WORK ORDER: Could you please reproduce all the records below exactly, leaving out the images?

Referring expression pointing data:
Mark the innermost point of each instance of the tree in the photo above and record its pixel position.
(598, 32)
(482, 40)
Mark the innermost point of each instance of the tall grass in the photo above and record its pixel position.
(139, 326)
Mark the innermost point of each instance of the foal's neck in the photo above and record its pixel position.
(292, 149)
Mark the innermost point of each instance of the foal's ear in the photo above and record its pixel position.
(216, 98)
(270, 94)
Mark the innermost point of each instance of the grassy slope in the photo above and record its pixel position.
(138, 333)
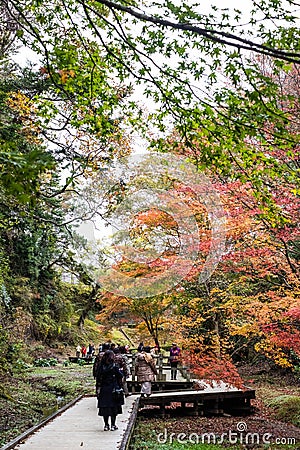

EXPECTED ANSWER:
Mark the innermost point of each instance of the tree in the photo above and record its pixel position.
(598, 32)
(482, 40)
Mark the innermost point of each instance of the tall grass in the photo above and record its pixel position.
(139, 326)
Mark the innermost point of each instance of the foal's neck in the photo above and record its pixel position.
(292, 149)
Mark the innermost point of each instance of the foal's ear in the photo above and record its pixel position.
(216, 98)
(270, 94)
Mark the innermost point of each instance of the grassy slope in the photo above and record its pixel position.
(138, 333)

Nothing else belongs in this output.